## [AVAILABLE DATA]
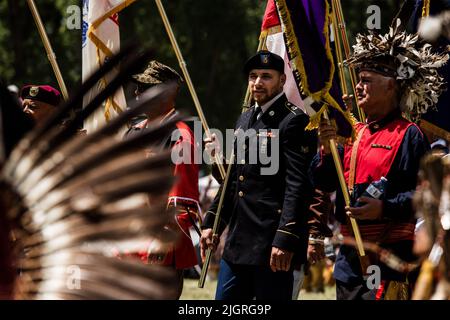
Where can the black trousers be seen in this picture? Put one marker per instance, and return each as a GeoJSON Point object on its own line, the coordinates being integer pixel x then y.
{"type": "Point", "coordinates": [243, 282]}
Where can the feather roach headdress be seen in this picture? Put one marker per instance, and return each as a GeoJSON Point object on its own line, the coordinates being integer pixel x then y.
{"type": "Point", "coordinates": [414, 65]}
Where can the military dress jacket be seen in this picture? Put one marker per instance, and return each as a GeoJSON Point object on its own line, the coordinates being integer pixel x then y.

## [TASK DETAILS]
Return the listing exactly as it appears, excluding any image.

## [EXERCISE OUTPUT]
Where can the black trousers be seen in this picture? Put one marker per instance, and return each as a GeoJSON Point object on its own line, the coordinates being integer pixel x then y.
{"type": "Point", "coordinates": [243, 282]}
Where can the feather roach headdress be seen in this picture? Put one marker per instance, and return each as a GeoJSON Point object on its own line, the coordinates being integer pixel x then y.
{"type": "Point", "coordinates": [414, 65]}
Where can the military dress jacket be seen in this picture? Put one marker per instance, and return each as a GeoJSON Point object on its own line, the coordinates being integer pixel x then y.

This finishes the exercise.